──────── ИСТОЧНИК ────────

Первая серия Этюдов-картин, обозначенная ор. 33 (1911), содержит много общего с написанным годом ранее циклом тринадцати прелюдий. Много раз указывалось, например, на сходство до-мажорного этюда с прелюдией соль-диез минор из этого цикла, проявляющееся как в форме изложения, так, до известной степени, и в мелодическом рисунке, хотя выразительный строй музыки в обеих пьесах различен. В рассматриваемом опусе еще с большей определенностью обозначаются те новые черты, которые характеризовали эволюцию рахманиновского творчества в эти годы.   Суровым и мрачным драматизмом проникнут первый этюд фа минор с неуклонно нисходящими басами, напоминающими аналогичную по мелодико-ритмическому рисунку фигуру из сцены Графини в четвертой картине «Пиковой дамы», и подобием глухо доносящегося издалека похоронного звона в заключительном построении. Грозные вихри бушуют в стремительно кружащихся, словно завывания бури, пассажах этюда ми-бемоль минор. Настроения тревоги и беспокойства перед надвигающейся катастрофой достигают предельного накала в заключительном до-диез-минорном этюде с тяжелыми ударами набатного колокола, скользящими хроматизмами и ниспадающим напряжением фортепианной звучности. Светлым пятном на общем мрачном фоне выделяется замечательный по мастерству и блеску изложения этюд ми-бемоль мажор,  музыка которого полна оживления и праздничности. И здесь слышны колокольные звоны, но звучат они совершенно иначе – радостно и весело.

Цикл  Этюдов-картин op. 39 (1917) оказался последним произведением С.В. Рахманинова, написанным до отъезда из России и наступлением длительного периода творческого молчания. Девять входящих в состав этого цикла пьес отличаются богатством образного содержания, разнообразием характера и форм фортепианного письма. Многие из них завоевали широкую популярность на концертной эстраде и принадлежат к излюбленным сочинениям виртуозного пианистического репертуара, например, наполненный какими-то фантастическими звонами этюд фа-диез минор, скерцозный си-минорный, полный мятежной страстности ми-бемоль-минорный, ярко образный по музыке драматический ля-минорный (№6).

Последний, как указывает  композитор, «был вдохновлен образами Красной Шапочки и Волка». Однако музыка его говорит о гораздо более глубоком  и  значительном,  чем эта простодушная сказка. В стремительных трепетных пассажах, появляющихся каждый раз как ответ на грозную хроматически восходящую басовую фигуру, слышатся, скорее, страх и растерянность человека перед неумолимым роком. Образы всем известной сказки служат лишь условными символами для воплощения этой извечной жизненной коллизии. Другой ля-минорный этюд (N9 2), согласно авторскому  объяснению, «это море и чайки». Ровное непрекращающееся триольное движение и широкие ходы мелодического голоса на кварту и квинту действительно могут вызвать представление о спокойной, неподвижной морской глади в минуты затишья. Но в этой тишине и покое есть что-то безжизненное, оцепеневшее. Самый характер изложения напоминает симфоническую картину «Остров   мертвых» Рахманинова. Эта невольно   возникающая аналогия усиливается благодаря скрытому голосу, образуемому низкими звуками триольной фигурации, в котором явственно слышатся начальные  интонации средневековой  секвенции  «Dies irae».

────────

ЗАДАНИЕ 1: Перепишите полностью строки данных от строки, содержащей «of the dirt», до последней строки включительно, сместив на 103 каждое число координат в ответах.
Текст об Этюдах-картинах Рахманинова и строки данных — два независимых материала.

──────── ИСХОДНЫЕ ДАННЫЕ ────────

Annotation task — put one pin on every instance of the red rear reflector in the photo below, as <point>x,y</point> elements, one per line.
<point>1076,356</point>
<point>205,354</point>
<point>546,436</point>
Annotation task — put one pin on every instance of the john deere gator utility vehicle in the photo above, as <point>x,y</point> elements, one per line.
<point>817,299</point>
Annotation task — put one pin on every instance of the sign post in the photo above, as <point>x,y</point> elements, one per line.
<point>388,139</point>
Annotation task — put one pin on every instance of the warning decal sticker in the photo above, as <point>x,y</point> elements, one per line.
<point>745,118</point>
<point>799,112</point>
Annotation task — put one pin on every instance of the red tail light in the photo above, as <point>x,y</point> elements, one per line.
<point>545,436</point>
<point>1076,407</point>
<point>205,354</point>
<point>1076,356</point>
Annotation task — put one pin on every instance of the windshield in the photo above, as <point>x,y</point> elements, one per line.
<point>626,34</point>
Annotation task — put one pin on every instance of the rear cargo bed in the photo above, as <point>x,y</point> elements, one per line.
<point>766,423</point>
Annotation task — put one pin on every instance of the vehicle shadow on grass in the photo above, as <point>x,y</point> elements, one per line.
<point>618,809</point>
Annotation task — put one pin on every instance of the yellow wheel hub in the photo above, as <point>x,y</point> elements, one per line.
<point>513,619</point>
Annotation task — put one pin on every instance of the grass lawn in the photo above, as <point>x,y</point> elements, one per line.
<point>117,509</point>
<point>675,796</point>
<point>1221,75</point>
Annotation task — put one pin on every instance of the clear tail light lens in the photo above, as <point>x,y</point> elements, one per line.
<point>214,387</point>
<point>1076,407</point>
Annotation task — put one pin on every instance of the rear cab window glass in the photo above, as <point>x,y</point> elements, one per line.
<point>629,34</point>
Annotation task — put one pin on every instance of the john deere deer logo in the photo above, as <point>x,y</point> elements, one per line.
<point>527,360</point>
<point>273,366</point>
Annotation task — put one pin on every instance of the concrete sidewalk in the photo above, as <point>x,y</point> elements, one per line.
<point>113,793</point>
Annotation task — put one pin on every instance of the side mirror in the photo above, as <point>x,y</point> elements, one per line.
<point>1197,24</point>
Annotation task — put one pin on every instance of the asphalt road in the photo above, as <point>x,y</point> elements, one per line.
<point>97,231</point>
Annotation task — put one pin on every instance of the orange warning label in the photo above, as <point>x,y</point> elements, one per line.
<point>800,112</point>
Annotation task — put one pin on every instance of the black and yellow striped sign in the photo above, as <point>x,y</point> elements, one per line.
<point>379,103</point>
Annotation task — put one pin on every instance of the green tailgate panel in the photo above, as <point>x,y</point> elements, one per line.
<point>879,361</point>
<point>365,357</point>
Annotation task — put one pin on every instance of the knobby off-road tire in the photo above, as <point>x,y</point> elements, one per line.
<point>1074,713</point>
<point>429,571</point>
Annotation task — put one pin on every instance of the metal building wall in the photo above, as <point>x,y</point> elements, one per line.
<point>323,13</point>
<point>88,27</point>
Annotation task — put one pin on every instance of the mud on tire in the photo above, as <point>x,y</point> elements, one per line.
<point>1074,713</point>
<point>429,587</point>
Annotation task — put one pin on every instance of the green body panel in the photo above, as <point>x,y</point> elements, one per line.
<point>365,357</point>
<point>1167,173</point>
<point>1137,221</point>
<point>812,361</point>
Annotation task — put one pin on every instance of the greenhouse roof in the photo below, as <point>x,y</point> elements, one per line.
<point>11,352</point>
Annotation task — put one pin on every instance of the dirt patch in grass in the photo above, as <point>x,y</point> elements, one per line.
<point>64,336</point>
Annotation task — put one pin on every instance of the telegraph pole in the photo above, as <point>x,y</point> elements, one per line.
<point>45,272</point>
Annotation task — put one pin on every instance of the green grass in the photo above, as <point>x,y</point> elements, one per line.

────────

ЗАДАНИЕ 2: Допишите следующую часть текста об Этюдах-картинах Рахманинова, начиная сразу после его последнего предложения.

ОТВЕТ 1:
Annotation task — put one pin on every instance of the dirt patch in grass in the photo above, as <point>x,y</point> elements, one per line.
<point>167,439</point>
Annotation task — put one pin on every instance of the telegraph pole in the photo above, as <point>x,y</point> elements, one per line.
<point>148,375</point>
Annotation task — put one pin on every instance of the green grass in the photo above, as <point>x,y</point> elements, one per line.

ОТВЕТ 2:
Развернутую картину  представляет до-минорный этюд, истолковывавшийся композитором как образ похоронного шествия. В первом разделе этой пьесы сопоставлены две темы: «Главная тема – это марш, – писал Рахманинов. – Другая тема представляет собой хоровую песню» [Рахм лит. насл, с. 271]. Плавное поступенное движение с аккордовыми параллелизмами (ррр, legatissimo) придает этой второй теме строгий архаический колорит. Далее она развивается, модулируя в тональность ми-бемоль минор, на фоне ровного сопровождения в шестнадцатых нотах, могущего вызвать представление о размеренной поступи большого числа людей. В момент кульминации сопровождающая фигура переходит в погребальный звон колоколов. Этот этюд не получил, однако, широкого признания у исполнителей, может быть, из-за некоторой монотонности колорита и недостаточной пианистической выигрышности.

Завершает цикл внешне эффектный, но не очень яркий по материалу  этюд ре-мажор, напоминающий восточный  марш.

 

Произведения для  фортепиано – важная и значительная часть творческого наследия С.В. Рахманинова. Именно в них раньше всего раскрылся неповторимый гений композитора, что обусловлено, в первую очередь, тем, что сам С.В. Рахманинов был величайшим пианистом.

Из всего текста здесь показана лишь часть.